◆ **Objectif**
Transcrivez sans rien changer tout ce qui va de « 5 mai 1767. » jusqu'à « parvenues jusqu'à moi. » dans la lettre à D'Alembert.

◆ **Extrait**
39. A D'ALEMBERT.

5 mai 1767.

Il m'est impossible de vous répondre au sujet de ce prisonnier auquel vous vous intéressez, parce que son crime et son nom même me sont inconnus. On a demandé des éclaircissements aux tribunaux d'Emden et de Clèves, dont il faut attendre les rapports, pour savoir de quoi cet homme est accusé. Quoi qu'il en soit, j'ose me flatter que les colléges de justice de mon pays ne portent pas l'oubli des formalités et la précipitation des jugements au même point que vos cours de justice de France; et je ne pense pas qu'un innocent ait été condamné, à moins que durant la guerre il ne se soit passé des choses qui ne sont point parvenues jusqu'à moi.

Vous me pressez de vous dire ce que je pense des additions que vous avez faites à vos Essais de littérature. Il me semble vous avoir écrit que je m'étais instruit dans cette partie de l'ou<421>vrage où vous daignez abaisser la sublime géométrie au niveau de mon ignorance, que j'approuvais beaucoup la sagesse et la circonspection avec laquelle vous avez traité la partie métaphysique, matière délicate et scabreuse, et qu'il me semblait que c'était la seule manière de l'exposer sans soulever contre soi un essaim de docteurs armés d'anathèmes et d'imprécations. La partie qui regarde les beaux-arts est plus libre; il est permis de dire sur le sujet de l'histoire, de la poésie et de la musique tout ce que l'on veut, sans craindre l'inquisition; et comme les goûts sont différents, il serait difficile de trouver deux personnes dont les sentiments fussent d'accord en tout. Pour moi, par exemple, je me suis fait une habitude d'étudier l'histoire en la prenant à ses commencements, et en la suivant jusqu'à nos jours, par la raison qu'on établit des principes avant d'en tirer des conséquences. J'aime dans la poésie tout ce qui parle au cœur et à l'imagination, la politique et la Fable, et je serais fâché qu'on voulût en bannir la mythologie, si féconde en images. Ce n'est pas à dire qu'on abuse d'images usées; mais que de ressources pour un beau génie que ce nombre d'allégories charmantes sous lesquelles les anciens enveloppaient leurs connaissances physiques! Si des barbares, des prêtres fanatiques ont détruit les images des dieux du paganisme, serait-ce à des gens de lettres du dix-huitième siècle à faire main basse sur ce que des siècles où florissaient les arts et le goût ont produit de plus ingénieux? En un mot, le premier devoir du poëte est de plaire; il faut qu'il lui soit libre d'employer tel secours qu'il veut, pourvu qu'il y réussisse.

(Fiches d'annotation de localisation)
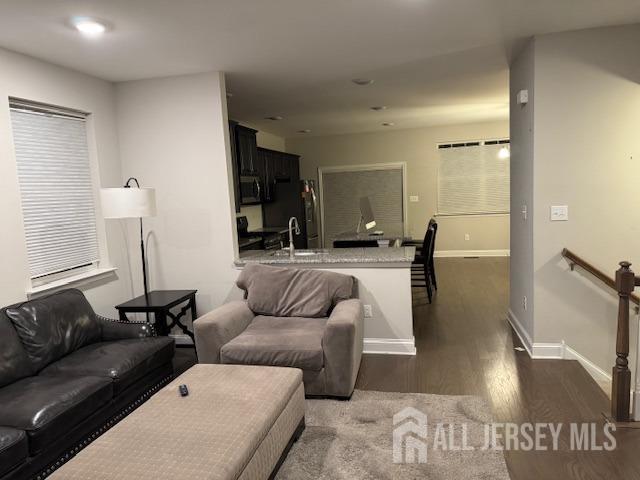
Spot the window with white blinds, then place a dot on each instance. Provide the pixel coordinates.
(56, 189)
(342, 189)
(473, 178)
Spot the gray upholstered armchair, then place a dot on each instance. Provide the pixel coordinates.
(290, 317)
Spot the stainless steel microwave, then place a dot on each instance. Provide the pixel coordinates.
(251, 191)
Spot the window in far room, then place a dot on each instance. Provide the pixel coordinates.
(473, 178)
(56, 189)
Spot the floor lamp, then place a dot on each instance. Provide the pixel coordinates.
(130, 202)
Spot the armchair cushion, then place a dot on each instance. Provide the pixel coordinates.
(54, 326)
(123, 361)
(292, 292)
(14, 448)
(45, 407)
(213, 330)
(278, 341)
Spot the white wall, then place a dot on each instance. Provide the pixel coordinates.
(585, 155)
(587, 150)
(418, 148)
(521, 128)
(35, 80)
(173, 137)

◆ **Résultat obtenu**
5 mai 1767.

Il m'est impossible de vous répondre au sujet de ce prisonnier auquel vous vous intéressez, parce que son crime et son nom même me sont inconnus. On a demandé des éclaircissements aux tribunaux d'Emden et de Clèves, dont il faut attendre les rapports, pour savoir de quoi cet homme est accusé. Quoi qu'il en soit, j'ose me flatter que les colléges de justice de mon pays ne portent pas l'oubli des formalités et la précipitation des jugements au même point que vos cours de justice de France; et je ne pense pas qu'un innocent ait été condamné, à moins que durant la guerre il ne se soit passé des choses qui ne sont point parvenues jusqu'à moi.